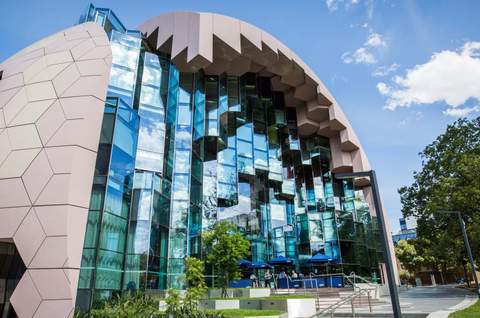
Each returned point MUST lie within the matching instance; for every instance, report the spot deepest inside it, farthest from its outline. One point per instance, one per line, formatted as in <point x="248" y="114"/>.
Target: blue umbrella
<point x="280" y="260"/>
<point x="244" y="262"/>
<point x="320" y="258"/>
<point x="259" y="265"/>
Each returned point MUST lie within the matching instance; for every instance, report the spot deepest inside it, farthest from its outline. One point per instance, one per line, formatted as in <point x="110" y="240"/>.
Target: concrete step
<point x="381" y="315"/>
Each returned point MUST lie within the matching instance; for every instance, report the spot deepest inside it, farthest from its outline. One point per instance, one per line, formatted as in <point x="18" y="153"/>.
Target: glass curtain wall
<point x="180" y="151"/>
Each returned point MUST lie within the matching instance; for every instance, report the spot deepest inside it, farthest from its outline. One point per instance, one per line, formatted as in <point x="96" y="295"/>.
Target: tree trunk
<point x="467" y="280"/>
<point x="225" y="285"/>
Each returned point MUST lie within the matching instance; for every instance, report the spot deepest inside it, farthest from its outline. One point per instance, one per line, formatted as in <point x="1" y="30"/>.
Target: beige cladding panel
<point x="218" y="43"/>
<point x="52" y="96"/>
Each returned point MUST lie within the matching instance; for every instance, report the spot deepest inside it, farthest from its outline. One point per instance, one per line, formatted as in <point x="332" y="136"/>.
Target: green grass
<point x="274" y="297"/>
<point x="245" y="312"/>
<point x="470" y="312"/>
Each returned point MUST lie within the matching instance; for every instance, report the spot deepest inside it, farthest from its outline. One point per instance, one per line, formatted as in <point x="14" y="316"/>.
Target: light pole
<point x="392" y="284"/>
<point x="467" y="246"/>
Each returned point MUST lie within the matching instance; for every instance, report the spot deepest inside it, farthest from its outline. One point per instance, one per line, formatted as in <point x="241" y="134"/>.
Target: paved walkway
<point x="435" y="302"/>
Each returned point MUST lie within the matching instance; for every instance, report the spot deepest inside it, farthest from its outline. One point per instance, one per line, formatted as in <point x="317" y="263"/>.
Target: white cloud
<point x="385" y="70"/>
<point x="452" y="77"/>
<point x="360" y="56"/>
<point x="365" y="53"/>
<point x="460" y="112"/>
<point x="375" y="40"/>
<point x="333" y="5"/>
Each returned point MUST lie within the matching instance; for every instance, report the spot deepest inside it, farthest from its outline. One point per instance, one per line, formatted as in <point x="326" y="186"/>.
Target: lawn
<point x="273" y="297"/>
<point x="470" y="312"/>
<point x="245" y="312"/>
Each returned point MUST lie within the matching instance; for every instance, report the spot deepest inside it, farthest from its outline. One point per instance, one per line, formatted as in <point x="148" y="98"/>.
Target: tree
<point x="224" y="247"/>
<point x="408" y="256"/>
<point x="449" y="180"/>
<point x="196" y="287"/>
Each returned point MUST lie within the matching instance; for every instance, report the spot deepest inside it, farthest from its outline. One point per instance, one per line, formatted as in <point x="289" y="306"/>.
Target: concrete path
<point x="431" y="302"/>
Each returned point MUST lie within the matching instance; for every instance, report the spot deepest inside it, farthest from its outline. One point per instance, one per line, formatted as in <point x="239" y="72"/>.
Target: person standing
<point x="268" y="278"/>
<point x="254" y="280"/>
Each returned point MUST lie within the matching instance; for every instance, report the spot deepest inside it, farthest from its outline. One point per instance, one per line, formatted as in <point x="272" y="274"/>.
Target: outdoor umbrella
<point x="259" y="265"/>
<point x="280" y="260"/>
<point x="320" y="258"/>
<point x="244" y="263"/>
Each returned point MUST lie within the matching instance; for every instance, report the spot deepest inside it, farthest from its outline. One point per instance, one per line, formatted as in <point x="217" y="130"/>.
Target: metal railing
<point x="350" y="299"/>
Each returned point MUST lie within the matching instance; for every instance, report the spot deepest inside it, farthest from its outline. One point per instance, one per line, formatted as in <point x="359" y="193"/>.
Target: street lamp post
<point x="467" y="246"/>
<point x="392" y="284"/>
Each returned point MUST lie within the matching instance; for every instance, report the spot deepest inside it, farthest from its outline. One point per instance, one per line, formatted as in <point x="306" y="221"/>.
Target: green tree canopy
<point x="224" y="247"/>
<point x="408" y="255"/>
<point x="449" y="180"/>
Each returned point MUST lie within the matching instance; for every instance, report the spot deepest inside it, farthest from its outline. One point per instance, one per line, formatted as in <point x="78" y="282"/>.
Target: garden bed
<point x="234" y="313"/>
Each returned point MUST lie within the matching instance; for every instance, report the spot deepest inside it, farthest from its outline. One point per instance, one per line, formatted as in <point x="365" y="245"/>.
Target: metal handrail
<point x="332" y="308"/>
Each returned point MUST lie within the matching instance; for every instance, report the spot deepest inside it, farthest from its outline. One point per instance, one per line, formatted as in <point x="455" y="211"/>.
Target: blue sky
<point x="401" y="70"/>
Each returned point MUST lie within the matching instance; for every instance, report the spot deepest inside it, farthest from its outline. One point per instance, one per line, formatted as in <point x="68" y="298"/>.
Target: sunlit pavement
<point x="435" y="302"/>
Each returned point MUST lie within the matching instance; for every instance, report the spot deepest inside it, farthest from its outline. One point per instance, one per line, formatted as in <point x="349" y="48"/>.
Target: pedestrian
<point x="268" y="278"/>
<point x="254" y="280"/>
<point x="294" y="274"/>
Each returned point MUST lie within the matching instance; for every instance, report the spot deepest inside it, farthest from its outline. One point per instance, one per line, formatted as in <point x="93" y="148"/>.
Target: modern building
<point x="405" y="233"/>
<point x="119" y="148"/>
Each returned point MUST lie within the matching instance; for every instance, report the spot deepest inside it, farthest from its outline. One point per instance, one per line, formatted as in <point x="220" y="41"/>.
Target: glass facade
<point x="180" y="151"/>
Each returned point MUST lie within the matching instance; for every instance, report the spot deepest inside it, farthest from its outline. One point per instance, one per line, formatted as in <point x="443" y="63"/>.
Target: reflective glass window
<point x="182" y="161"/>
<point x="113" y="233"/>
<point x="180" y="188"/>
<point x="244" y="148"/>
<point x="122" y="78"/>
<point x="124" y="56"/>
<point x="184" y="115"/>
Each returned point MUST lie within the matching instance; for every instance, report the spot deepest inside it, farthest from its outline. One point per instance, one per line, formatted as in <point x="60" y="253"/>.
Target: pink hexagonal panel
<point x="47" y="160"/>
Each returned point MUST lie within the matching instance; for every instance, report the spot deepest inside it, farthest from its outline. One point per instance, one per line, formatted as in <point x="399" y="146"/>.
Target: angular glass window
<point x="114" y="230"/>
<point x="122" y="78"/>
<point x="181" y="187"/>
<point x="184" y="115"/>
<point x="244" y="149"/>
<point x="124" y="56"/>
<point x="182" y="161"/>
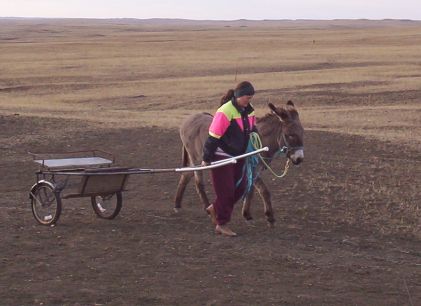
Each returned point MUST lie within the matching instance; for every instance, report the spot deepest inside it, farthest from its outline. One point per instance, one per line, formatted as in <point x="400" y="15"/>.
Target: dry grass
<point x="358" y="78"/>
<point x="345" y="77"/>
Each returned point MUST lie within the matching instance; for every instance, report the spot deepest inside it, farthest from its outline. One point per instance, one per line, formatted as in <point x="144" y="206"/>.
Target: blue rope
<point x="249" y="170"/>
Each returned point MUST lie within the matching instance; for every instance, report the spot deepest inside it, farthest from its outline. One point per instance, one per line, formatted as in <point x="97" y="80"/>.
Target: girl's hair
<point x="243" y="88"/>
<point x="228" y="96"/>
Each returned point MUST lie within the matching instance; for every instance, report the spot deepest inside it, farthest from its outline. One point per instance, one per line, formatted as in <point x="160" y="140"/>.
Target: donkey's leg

* [What to produce] Write out the listing above again, exactly, but with no pictures in the copy.

* [Finished task]
Each returned point MUST lie within the matching instance; for every instance, report the spot deepest inside it, farthest from its outline. One point per instance, one per line, formatted as in <point x="248" y="114"/>.
Target: blue umbrella
<point x="280" y="260"/>
<point x="244" y="262"/>
<point x="320" y="258"/>
<point x="259" y="265"/>
Each returned point MUST lie within the matching instance; for every instance, report the spot deepest inside it, farthest from its outline. One point per instance, one per line, formatted as in <point x="110" y="240"/>.
Target: concrete step
<point x="381" y="315"/>
Each returned point MUST lie within the matching instance; for every instance, report the spot deepest inside it, farthest from its outline. One point per instance, one per line, formatted as in <point x="18" y="153"/>.
Target: glass curtain wall
<point x="180" y="151"/>
Each returned point MUST lie within the matching instance; for every instance, report the spot deepest inside it, farthest from its outline. One point per instance, one per line, formatted as in <point x="96" y="295"/>.
Target: tree trunk
<point x="467" y="280"/>
<point x="225" y="285"/>
Each returned point MUST lie within the matching instance; for every instance, report the spot deepest inside it, farthest from its outline. One point per instance, one per line, formatted as in <point x="1" y="30"/>.
Target: beige cladding panel
<point x="218" y="43"/>
<point x="52" y="96"/>
Each returned point MUST lie within the matching instance; for every instance, report the spot deepest inside it, farthest from its outline. One point per instance, one per line, formatted as in <point x="332" y="136"/>.
Target: green grass
<point x="274" y="297"/>
<point x="245" y="312"/>
<point x="470" y="312"/>
Each returned point MUST lie within the matching instance; for every instance, report the spot deepest inside it, farthest from its outline. One point per instance, one per line, formatted as in <point x="14" y="316"/>.
Target: light pole
<point x="392" y="284"/>
<point x="467" y="246"/>
Each returned point MUST lie within the matching instance; for every instance, report the spot deepest inside it, farthest from its outline. One point per instance, one per line, formatted as in <point x="241" y="134"/>.
Target: paved walkway
<point x="435" y="302"/>
Each returned point MUST lie within the matching instance; for every instance, report the spot deepest inside it, farthest from its outline. One point per instance, one per line, formatted as in <point x="317" y="263"/>.
Target: white cloud
<point x="385" y="70"/>
<point x="452" y="77"/>
<point x="360" y="56"/>
<point x="365" y="53"/>
<point x="460" y="112"/>
<point x="375" y="40"/>
<point x="333" y="5"/>
Each returned point MUST lie within the matching instance; for every instance, report the spot deepest inside it, farthest from its outline. One point per instance, one per line, formatted as in <point x="326" y="186"/>.
Target: lawn
<point x="273" y="297"/>
<point x="470" y="312"/>
<point x="245" y="312"/>
Each returned point MUST lie within the matching instance; for every instance, report the spot deepest inside it, farthest from its outline. One point per instance, one per line, formatted as in <point x="148" y="98"/>.
Target: tree
<point x="224" y="247"/>
<point x="408" y="256"/>
<point x="449" y="180"/>
<point x="196" y="287"/>
Each returned point MUST lie within the matching instance; for every instance, report the spot deepest inside it, farthest from its outline. One point per instance, one per line, formatted as in <point x="289" y="306"/>.
Target: concrete path
<point x="431" y="302"/>
Each returned point MUST lie within the matching instance; for every instance, report the spot deepest inside it, farthest from its outline. One point per instance, one per line, formatted as in <point x="239" y="72"/>.
Target: person standing
<point x="268" y="278"/>
<point x="254" y="280"/>
Each returned point MUST lie within the matching instance; for every instance, report the spot deepest inside it, farthest from its outline. One point per instance, one per line, formatted as in <point x="272" y="274"/>.
Target: outdoor umbrella
<point x="259" y="265"/>
<point x="280" y="260"/>
<point x="320" y="258"/>
<point x="244" y="263"/>
Each returned point MUST lie within the matching instance; for every instance, report the spot deepest inside it, farthest from its outline. One point per instance, one per line, formatted as in <point x="217" y="130"/>.
Target: metal railing
<point x="350" y="299"/>
Each returned point MUST lie within the matching instance; for every instance, report the spot deepest inside it, farthest from its outline. One point per instance, one per line, formatted as in <point x="359" y="193"/>.
Target: street lamp post
<point x="467" y="246"/>
<point x="392" y="284"/>
Each returned point MUST lie within the matching instance; for every instance, report the spot deepest inside it, farthest from its outline. One point per instance, one per line, formatted as in <point x="306" y="221"/>.
Target: green tree canopy
<point x="224" y="247"/>
<point x="408" y="255"/>
<point x="449" y="180"/>
Each returned point MUST lie within the matching instance; for every instance, report the spot deepest inside it, farthest from its outline. One point per instance, one per line, formatted as in <point x="78" y="282"/>.
Target: garden bed
<point x="234" y="313"/>
Each returned point MUST lie within the matching instance; for every instance, report the spot deepest inside it, farthest from its outline. One point per instance, one per line, formatted as in <point x="365" y="245"/>.
Target: metal handrail
<point x="332" y="308"/>
Each returned point MUST lie within the matching instance; for every instance, report the spot deepest inside it, farthest from its outline. One point per instance, one per line, formatted as in <point x="455" y="211"/>.
Target: blue sky
<point x="401" y="70"/>
Each returned point MUST lie within the matching instance; for every instance, report the spot deepest inside it, farthest from its outline. One point per instance, one per line, formatted as in <point x="68" y="298"/>.
Target: sunlit pavement
<point x="435" y="302"/>
Each returned point MUST lie within the matching instance; for every instance, report the spot deepest inside it, farthest from its outline. One point per instance, one per line, formatted as in <point x="349" y="48"/>.
Target: pedestrian
<point x="268" y="278"/>
<point x="254" y="280"/>
<point x="294" y="274"/>
Each returned point MUST lie within the matching instance; for every instance, report the spot deepest inside it, farthest from its outline. One point per instance, one per line, formatted as in <point x="93" y="148"/>.
Target: modern building
<point x="405" y="233"/>
<point x="119" y="148"/>
Each returned point MUST lie within the matching instance; for every instance, report the spot deepest inside it, farthest from its outline. One point per instance, one per line, formatted as in <point x="220" y="41"/>.
Target: glass facade
<point x="180" y="151"/>
Each returned point MUST lie within the matching instance; for every instance, report the spot deepest inside it, farthest from its outline. One point per instance, one per line, formatted as in <point x="443" y="63"/>.
Target: reflective glass window
<point x="182" y="161"/>
<point x="113" y="233"/>
<point x="180" y="188"/>
<point x="244" y="148"/>
<point x="122" y="78"/>
<point x="124" y="56"/>
<point x="184" y="115"/>
Each returned point MUST lie within the matching instance; for every instance, report the spot deepest inside it, farthest from its outline. One point per instance, one per line, formatted as in <point x="60" y="253"/>.
Target: pink hexagonal panel
<point x="47" y="160"/>
Each returned point MUST lie within the matching instance; for every instance, report the spot deepest inside it, farthest from its outline. One point per instance, one per line, formatted as in <point x="399" y="146"/>.
Target: angular glass window
<point x="114" y="230"/>
<point x="122" y="78"/>
<point x="181" y="187"/>
<point x="184" y="115"/>
<point x="244" y="149"/>
<point x="124" y="56"/>
<point x="182" y="161"/>
Each returned point MUST lie within the matching instance; for every instance, report the spot deepest inside it, farthest from its outline. One point per instance, one per line, formatted as in <point x="400" y="15"/>.
Target: dry grass
<point x="358" y="78"/>
<point x="345" y="77"/>
Each returned point MUST lie within the matching instance; for every instance, report the spot deepest inside it, farthest from its outline. One point per instance, one per line, formatted as in <point x="144" y="206"/>.
Target: blue rope
<point x="249" y="170"/>
Each returned point MUST lie within the matching instance; for every instance, report the spot deepest inside it, farthest from its outline. One point per instance, one per line, formatted as in <point x="97" y="80"/>.
Target: girl's hair
<point x="243" y="88"/>
<point x="228" y="96"/>
Each returned point MUST lie within the matching instance; for every instance, report the spot deepest inside it, farthest from its outline. One point per instance, one per line, formatted as in <point x="160" y="140"/>.
Target: donkey's leg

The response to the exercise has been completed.